─── Text excerpt ───
The life of Shirley Chisholm, the United States’ first Black congresswoman, will be getting the biopic treatment (yet again)—only this time it’s coming from John Ridley and award-winning actress and One Night in Miami director Regina King.
Per a press release sent to The Root, Shirley will “track the dynamic presidential campaign launched in 1972 by America’s first Black congresswoman, Shirley Chisholm. Based on her life story rights through an exclusive agreement with the Chisholm Estate, the film offers an intimate, behind-the-scenes portrait of one of the most ground-breaking political leaders of our time during a seminal period in modern American history.” Academy Award-winning filmmaker John Ridley will pen the script and direct with Regina King and Reina King of Royal Ties Productions set to produce for Participant Films. Jeff Skoll and Anikah McLaren have also been tapped to executive produce. Speaking on the new film and Regina’s casting, Ridley explained:
“Regina’s passion for bringing a complete and very human portrait of Shirley to life has been evident since literally the day we first met. I’m very thankful to both Regina and Reina trusting me to partner in telling the story of this truly remarkable individual.”
King added, “Shirley Chisholm’s fearless determination has been an inspiration to so many of us, and with this film, we hope to inspire many generations to come. To collaborate once again with my friend and mentor, John Ridley, and the team at Participant makes this decade-long journey even sweeter.”
King, who’s currently featured on the cover of The Hollywood Reporter, spoke with Gina Prince-Bythewood about the greatness of past and current Black women icons and on her own perceived expectation following the stellar reception of her directorial debut.
“I feel like just as Black women, we are so conditioned to not feel that it’s OK to want to be great. Hence how I came into my whole response when you asked that question. But also, something I find often with Black women is that you give us a little window, we’re going to kick it all the way open and take that moment. And sometimes it can be perceived as taking all the air out of the room or, ‘Wow, she is so big, she’s so [loud].’ But it’s also the very thing that makes us unique; it’s the history of what the Black woman has had to endure that has become part of our DNA. So when you see that window just crack open, you push through.”
Production for Shirley is expected to begin sometime later this year.
───
Explore the material —
1. Answer these questions using the article about the Shirley Chisholm biopic:
(a) Who will write the script and direct the film?
(b) The film tracks a presidential campaign launched in which year?
(c) When is production expected to begin?
2. Translate this sentence from the article about the Shirley Chisholm biopic into Spanish: "Production for Shirley is expected to begin sometime later this year."
3. Decide whether each statement agrees with the article about the Shirley Chisholm biopic. Give yes or no and quote the words from the article that settle it.
(a) The film draws on life story rights obtained through an agreement with the Chisholm Estate.
(b) Regina King is currently featured on the cover of Variety.
(c) King calls the project a decade-long journey.
The records come from a separate source.
─── Data section ───
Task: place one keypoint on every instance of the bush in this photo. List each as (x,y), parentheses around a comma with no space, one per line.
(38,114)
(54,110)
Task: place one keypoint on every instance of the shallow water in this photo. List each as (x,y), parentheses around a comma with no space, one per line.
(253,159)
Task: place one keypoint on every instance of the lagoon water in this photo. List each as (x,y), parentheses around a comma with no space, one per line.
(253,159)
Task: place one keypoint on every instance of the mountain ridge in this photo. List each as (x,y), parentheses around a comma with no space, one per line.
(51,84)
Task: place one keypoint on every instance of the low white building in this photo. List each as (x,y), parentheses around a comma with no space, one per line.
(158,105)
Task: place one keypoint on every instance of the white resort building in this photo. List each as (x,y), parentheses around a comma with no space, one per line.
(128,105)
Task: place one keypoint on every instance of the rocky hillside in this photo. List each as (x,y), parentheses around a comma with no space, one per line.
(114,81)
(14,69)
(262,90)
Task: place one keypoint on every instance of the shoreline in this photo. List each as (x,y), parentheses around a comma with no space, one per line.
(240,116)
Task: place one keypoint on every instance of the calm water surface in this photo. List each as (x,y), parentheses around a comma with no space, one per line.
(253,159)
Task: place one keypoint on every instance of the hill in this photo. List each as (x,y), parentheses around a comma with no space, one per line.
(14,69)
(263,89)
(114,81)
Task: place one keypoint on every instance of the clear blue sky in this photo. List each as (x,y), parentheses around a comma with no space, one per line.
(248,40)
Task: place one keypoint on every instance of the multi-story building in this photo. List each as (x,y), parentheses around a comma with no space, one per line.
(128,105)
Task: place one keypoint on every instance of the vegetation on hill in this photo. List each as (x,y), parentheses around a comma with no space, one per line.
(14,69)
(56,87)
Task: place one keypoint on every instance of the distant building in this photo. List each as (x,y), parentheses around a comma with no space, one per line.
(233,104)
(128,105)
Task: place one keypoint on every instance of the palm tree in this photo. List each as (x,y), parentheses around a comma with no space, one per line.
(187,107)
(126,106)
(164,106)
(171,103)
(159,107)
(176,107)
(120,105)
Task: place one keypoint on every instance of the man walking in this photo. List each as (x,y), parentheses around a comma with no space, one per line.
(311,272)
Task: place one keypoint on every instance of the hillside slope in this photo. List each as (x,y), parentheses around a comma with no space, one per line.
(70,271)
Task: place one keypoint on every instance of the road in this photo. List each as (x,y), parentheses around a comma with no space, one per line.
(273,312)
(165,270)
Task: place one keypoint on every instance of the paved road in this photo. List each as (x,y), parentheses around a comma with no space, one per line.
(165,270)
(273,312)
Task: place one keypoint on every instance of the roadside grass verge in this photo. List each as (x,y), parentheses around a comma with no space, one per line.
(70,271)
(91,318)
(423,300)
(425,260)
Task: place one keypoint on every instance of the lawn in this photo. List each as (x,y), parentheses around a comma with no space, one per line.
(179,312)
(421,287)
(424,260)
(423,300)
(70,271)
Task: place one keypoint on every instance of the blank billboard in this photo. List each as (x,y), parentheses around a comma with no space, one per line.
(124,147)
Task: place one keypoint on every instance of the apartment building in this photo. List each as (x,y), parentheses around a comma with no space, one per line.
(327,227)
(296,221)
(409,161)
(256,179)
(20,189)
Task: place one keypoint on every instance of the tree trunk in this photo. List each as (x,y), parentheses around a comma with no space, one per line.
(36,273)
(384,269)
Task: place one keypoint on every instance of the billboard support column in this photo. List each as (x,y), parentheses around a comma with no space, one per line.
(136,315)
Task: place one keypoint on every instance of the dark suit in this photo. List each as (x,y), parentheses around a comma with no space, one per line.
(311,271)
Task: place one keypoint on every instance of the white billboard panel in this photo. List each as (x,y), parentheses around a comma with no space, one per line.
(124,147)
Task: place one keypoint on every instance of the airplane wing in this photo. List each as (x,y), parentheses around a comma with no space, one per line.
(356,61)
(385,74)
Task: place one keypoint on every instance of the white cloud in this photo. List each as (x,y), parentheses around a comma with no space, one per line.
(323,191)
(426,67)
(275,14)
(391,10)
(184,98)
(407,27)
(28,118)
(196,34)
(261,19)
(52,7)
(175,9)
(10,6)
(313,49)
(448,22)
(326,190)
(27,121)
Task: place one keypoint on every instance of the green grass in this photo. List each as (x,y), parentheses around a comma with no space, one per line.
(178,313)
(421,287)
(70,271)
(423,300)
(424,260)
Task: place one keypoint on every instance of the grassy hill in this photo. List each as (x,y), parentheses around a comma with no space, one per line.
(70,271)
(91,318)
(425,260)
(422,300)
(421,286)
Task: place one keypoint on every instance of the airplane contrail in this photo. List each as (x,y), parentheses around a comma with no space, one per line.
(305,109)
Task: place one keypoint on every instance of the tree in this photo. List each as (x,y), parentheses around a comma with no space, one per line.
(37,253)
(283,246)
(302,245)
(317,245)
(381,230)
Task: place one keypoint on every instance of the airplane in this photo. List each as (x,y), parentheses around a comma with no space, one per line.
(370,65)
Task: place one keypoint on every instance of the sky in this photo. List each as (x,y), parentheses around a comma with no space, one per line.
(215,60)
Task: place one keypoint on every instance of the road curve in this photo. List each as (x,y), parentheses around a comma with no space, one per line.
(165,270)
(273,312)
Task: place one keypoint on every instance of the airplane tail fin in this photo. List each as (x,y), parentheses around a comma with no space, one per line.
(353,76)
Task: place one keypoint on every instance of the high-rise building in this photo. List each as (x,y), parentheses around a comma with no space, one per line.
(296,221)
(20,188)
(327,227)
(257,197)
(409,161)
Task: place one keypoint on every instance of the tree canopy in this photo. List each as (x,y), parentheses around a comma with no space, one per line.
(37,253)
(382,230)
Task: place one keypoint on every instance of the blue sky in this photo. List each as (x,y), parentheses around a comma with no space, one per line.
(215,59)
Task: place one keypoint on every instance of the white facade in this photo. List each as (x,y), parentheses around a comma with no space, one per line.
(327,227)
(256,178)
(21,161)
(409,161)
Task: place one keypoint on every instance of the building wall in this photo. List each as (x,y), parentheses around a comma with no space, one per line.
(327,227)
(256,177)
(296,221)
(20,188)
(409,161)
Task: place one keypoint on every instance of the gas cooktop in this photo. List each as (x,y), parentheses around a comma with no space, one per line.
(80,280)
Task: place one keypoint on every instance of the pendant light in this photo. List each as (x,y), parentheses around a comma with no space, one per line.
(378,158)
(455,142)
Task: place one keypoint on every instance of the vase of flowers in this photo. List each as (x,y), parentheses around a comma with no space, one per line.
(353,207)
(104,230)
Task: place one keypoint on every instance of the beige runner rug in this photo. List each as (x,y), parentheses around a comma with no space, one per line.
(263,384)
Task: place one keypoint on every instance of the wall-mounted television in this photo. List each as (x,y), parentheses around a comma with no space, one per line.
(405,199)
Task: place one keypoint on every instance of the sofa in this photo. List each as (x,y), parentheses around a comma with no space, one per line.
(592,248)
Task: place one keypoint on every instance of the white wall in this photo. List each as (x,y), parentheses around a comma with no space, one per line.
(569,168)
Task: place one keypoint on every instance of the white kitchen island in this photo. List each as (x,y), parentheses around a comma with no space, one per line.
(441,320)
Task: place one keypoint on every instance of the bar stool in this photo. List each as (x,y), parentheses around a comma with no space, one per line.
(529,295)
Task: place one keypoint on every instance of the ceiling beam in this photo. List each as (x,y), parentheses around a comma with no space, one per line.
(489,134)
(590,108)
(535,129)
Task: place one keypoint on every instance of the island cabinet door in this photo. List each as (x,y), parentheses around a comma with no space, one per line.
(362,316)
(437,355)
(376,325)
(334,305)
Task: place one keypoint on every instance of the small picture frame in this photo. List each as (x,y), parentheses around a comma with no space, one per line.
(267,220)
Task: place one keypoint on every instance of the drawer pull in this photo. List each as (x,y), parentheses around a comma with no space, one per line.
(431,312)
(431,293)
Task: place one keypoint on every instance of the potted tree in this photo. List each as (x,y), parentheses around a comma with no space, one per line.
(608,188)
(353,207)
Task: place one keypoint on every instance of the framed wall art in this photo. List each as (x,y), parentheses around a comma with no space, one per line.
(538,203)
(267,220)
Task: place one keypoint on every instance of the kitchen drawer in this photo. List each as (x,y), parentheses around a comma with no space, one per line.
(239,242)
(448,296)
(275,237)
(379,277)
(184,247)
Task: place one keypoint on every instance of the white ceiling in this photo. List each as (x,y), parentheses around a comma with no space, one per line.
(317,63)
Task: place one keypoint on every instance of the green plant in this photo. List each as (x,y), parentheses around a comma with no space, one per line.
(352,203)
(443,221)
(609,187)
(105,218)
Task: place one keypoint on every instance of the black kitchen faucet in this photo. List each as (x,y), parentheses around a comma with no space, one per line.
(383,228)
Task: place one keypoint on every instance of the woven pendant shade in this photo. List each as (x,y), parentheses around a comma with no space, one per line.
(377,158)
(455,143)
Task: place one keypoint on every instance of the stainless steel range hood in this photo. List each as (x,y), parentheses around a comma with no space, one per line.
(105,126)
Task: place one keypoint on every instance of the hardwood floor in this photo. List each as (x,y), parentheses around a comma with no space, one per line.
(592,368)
───
Answers by item —
1.
(a) John Ridley
(b) 1972
(c) Sometime later this year

2. Se espera que la producción de Shirley comience en algún momento más adelante este año.

3.
(a) Yes: "Based on her life story rights through an exclusive agreement with the Chisholm Estate"
(b) No: "King, who’s currently featured on the cover of The Hollywood Reporter"
(c) Yes: "makes this decade-long journey even sweeter"